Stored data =
----

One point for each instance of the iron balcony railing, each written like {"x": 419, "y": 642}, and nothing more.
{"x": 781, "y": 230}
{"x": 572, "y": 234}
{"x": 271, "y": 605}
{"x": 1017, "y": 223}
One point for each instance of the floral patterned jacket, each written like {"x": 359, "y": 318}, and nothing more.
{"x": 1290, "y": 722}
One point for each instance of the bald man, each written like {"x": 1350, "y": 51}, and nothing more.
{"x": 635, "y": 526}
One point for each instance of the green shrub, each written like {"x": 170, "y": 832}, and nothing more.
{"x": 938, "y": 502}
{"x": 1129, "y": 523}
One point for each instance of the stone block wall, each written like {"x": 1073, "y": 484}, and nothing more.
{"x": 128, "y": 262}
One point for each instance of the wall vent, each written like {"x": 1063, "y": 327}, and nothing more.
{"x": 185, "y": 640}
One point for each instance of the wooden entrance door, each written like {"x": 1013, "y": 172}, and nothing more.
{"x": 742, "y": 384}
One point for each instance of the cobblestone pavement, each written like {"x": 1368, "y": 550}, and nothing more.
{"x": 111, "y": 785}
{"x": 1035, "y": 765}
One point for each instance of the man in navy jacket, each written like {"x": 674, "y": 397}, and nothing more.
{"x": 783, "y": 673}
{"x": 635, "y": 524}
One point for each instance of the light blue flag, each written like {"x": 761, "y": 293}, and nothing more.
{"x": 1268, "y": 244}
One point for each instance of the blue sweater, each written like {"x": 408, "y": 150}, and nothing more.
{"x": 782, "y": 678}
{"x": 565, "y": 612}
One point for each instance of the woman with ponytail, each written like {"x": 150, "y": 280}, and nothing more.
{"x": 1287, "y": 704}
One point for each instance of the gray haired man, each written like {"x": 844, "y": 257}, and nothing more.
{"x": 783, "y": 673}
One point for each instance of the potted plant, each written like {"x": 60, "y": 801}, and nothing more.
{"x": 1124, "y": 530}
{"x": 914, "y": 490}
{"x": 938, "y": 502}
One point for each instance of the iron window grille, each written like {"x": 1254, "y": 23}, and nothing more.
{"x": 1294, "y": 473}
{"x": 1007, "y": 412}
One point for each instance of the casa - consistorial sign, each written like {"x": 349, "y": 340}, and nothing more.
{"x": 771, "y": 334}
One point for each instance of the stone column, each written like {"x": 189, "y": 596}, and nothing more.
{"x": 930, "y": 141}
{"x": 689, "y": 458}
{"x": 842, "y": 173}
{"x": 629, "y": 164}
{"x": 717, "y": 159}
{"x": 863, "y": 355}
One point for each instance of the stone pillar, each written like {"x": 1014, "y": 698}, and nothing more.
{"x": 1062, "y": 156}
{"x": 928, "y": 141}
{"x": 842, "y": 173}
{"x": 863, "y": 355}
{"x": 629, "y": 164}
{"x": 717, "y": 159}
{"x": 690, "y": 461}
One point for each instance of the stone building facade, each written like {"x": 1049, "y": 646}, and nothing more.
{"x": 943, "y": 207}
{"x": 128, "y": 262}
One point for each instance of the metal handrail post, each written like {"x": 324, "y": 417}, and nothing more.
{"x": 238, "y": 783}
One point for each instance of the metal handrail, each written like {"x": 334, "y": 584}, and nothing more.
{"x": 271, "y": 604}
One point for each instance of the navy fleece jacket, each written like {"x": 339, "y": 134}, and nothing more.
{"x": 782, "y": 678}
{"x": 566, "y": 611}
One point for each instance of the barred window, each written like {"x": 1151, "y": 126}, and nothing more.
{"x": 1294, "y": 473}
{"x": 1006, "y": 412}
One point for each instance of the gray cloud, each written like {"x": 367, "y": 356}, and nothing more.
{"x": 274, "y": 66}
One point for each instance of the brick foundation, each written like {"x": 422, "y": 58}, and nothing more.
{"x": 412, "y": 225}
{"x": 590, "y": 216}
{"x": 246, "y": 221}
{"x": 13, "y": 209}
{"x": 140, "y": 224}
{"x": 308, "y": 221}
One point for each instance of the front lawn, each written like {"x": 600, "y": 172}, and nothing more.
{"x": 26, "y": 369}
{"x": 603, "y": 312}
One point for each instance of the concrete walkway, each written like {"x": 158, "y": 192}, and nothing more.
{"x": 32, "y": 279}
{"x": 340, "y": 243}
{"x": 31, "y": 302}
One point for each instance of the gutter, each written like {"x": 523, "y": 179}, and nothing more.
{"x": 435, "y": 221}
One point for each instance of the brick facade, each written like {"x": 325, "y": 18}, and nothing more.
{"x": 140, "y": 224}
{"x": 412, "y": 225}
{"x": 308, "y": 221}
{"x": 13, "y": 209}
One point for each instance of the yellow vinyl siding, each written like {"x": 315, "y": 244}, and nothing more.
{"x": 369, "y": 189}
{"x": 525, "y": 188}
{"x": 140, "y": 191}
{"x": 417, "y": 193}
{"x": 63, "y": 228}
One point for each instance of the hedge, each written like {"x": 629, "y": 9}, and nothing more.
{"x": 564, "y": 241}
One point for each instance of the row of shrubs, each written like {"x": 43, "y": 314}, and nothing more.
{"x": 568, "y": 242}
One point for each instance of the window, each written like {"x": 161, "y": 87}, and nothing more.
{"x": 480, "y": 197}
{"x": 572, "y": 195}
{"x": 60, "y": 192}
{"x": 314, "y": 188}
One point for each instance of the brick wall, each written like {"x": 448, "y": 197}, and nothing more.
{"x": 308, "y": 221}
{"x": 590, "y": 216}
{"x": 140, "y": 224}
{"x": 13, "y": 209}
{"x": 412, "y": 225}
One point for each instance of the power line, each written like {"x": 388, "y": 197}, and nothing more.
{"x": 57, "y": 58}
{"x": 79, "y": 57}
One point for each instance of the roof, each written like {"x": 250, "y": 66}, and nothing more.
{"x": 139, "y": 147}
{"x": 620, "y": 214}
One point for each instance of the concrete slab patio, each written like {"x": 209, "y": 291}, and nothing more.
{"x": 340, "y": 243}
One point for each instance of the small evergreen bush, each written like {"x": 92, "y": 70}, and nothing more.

----

Task directions = All records shown above need to be written out again verbatim.

Task response =
One point for each instance of the iron balcony railing, each written like {"x": 419, "y": 642}, and nothing more.
{"x": 781, "y": 230}
{"x": 572, "y": 234}
{"x": 271, "y": 605}
{"x": 1017, "y": 223}
One point for each instance of the floral patterned jacket, each written like {"x": 359, "y": 318}, and nothing more.
{"x": 1290, "y": 722}
One point for each instance of the bald man, each written like {"x": 1350, "y": 51}, and nothing more.
{"x": 635, "y": 526}
One point for each instance of the green shrub, each written like {"x": 170, "y": 832}, and nothing more.
{"x": 938, "y": 502}
{"x": 1129, "y": 523}
One point for each instance of the stone block wall, each written like {"x": 1073, "y": 484}, and nothing more.
{"x": 128, "y": 262}
One point for each instance of the wall vent, each written like {"x": 1063, "y": 327}, and nothing more.
{"x": 185, "y": 640}
One point for each instance of the wooden entrance door, each written like {"x": 1013, "y": 172}, and nothing more.
{"x": 742, "y": 384}
One point for each instance of the cobblestone pavement, each written like {"x": 1368, "y": 550}, and nothing more.
{"x": 111, "y": 785}
{"x": 1035, "y": 765}
One point for each instance of the man in navy jacket, each written like {"x": 674, "y": 397}, and nothing more.
{"x": 783, "y": 673}
{"x": 635, "y": 524}
One point for each instance of the light blue flag, each written like {"x": 761, "y": 293}, and nothing more.
{"x": 1268, "y": 244}
One point for each instance of the blue sweater, each written like {"x": 408, "y": 150}, and nothing more.
{"x": 782, "y": 678}
{"x": 565, "y": 612}
One point for each instance of the woman with ponytail, each written like {"x": 150, "y": 280}, and nothing more.
{"x": 1287, "y": 704}
One point for each instance of the gray haired man, each written like {"x": 844, "y": 257}, and nothing more.
{"x": 783, "y": 673}
One point for each instance of the potted plant, each written like {"x": 60, "y": 801}, and nothing more.
{"x": 1124, "y": 530}
{"x": 914, "y": 490}
{"x": 938, "y": 502}
One point for each instance of the iron window grille, each written like {"x": 1254, "y": 23}, and nothing more.
{"x": 1294, "y": 473}
{"x": 1007, "y": 412}
One point for each instance of the casa - consistorial sign, each written like {"x": 349, "y": 340}, and nothing more.
{"x": 771, "y": 334}
One point for each instance of the stone column, each written like {"x": 189, "y": 596}, and nothing more.
{"x": 930, "y": 141}
{"x": 689, "y": 458}
{"x": 842, "y": 173}
{"x": 629, "y": 164}
{"x": 717, "y": 159}
{"x": 863, "y": 355}
One point for each instance of the stone pillar, each written like {"x": 1014, "y": 698}, and nothing more.
{"x": 1062, "y": 156}
{"x": 928, "y": 141}
{"x": 842, "y": 173}
{"x": 863, "y": 355}
{"x": 629, "y": 164}
{"x": 717, "y": 159}
{"x": 690, "y": 461}
One point for each instance of the stone building facade, each written like {"x": 1049, "y": 646}, and nothing more.
{"x": 943, "y": 207}
{"x": 128, "y": 262}
One point for each instance of the metal handrail post, each written like {"x": 324, "y": 417}, and nothing more.
{"x": 238, "y": 783}
One point for each instance of the metal handrail, each written like {"x": 334, "y": 584}, and nothing more.
{"x": 271, "y": 604}
One point for each instance of the navy fleece jacket, each written like {"x": 339, "y": 134}, and nothing more.
{"x": 782, "y": 678}
{"x": 566, "y": 611}
One point for each instance of the barred window, each written like {"x": 1151, "y": 126}, and nothing more.
{"x": 1294, "y": 473}
{"x": 1006, "y": 412}
One point for each instance of the gray cloud, each written like {"x": 367, "y": 356}, and nothing more.
{"x": 274, "y": 66}
One point for each instance of the brick foundation, each written like {"x": 422, "y": 58}, and nothing more.
{"x": 412, "y": 225}
{"x": 590, "y": 216}
{"x": 246, "y": 221}
{"x": 13, "y": 209}
{"x": 140, "y": 224}
{"x": 308, "y": 221}
One point for each instance of the front lawn, each written like {"x": 600, "y": 172}, and nothing more.
{"x": 26, "y": 369}
{"x": 603, "y": 312}
One point for each instance of the concrete walkway, each written like {"x": 158, "y": 192}, and nothing more.
{"x": 32, "y": 279}
{"x": 340, "y": 243}
{"x": 31, "y": 302}
One point for each instance of the gutter, each written like {"x": 523, "y": 179}, and nothing more.
{"x": 435, "y": 221}
One point for each instance of the brick facade, each written like {"x": 325, "y": 18}, and nothing more.
{"x": 140, "y": 224}
{"x": 412, "y": 225}
{"x": 308, "y": 221}
{"x": 13, "y": 209}
One point for each instance of the yellow vinyl siding, each written like {"x": 315, "y": 244}, and nothing more.
{"x": 369, "y": 189}
{"x": 525, "y": 188}
{"x": 140, "y": 191}
{"x": 417, "y": 193}
{"x": 63, "y": 228}
One point for each instance of the hedge, each written like {"x": 629, "y": 9}, and nothing more.
{"x": 564, "y": 241}
One point for each instance of the row of shrubs, each written like {"x": 43, "y": 314}, and nothing more.
{"x": 568, "y": 242}
One point for each instance of the window, each written like {"x": 161, "y": 87}, and nothing more.
{"x": 480, "y": 197}
{"x": 572, "y": 195}
{"x": 60, "y": 192}
{"x": 314, "y": 188}
One point for each instance of the brick wall, each written like {"x": 448, "y": 197}, and nothing more.
{"x": 308, "y": 221}
{"x": 590, "y": 216}
{"x": 140, "y": 224}
{"x": 13, "y": 209}
{"x": 412, "y": 225}
One point for each instance of the power line, each written like {"x": 388, "y": 197}, and nothing more.
{"x": 57, "y": 58}
{"x": 79, "y": 57}
One point for each instance of the roof, each written like {"x": 250, "y": 66}, and nothing more.
{"x": 139, "y": 147}
{"x": 620, "y": 214}
One point for each instance of the concrete slab patio, each written like {"x": 209, "y": 291}, and nothing more.
{"x": 340, "y": 243}
One point for each instance of the small evergreen bush, each written like {"x": 92, "y": 70}, and nothing more.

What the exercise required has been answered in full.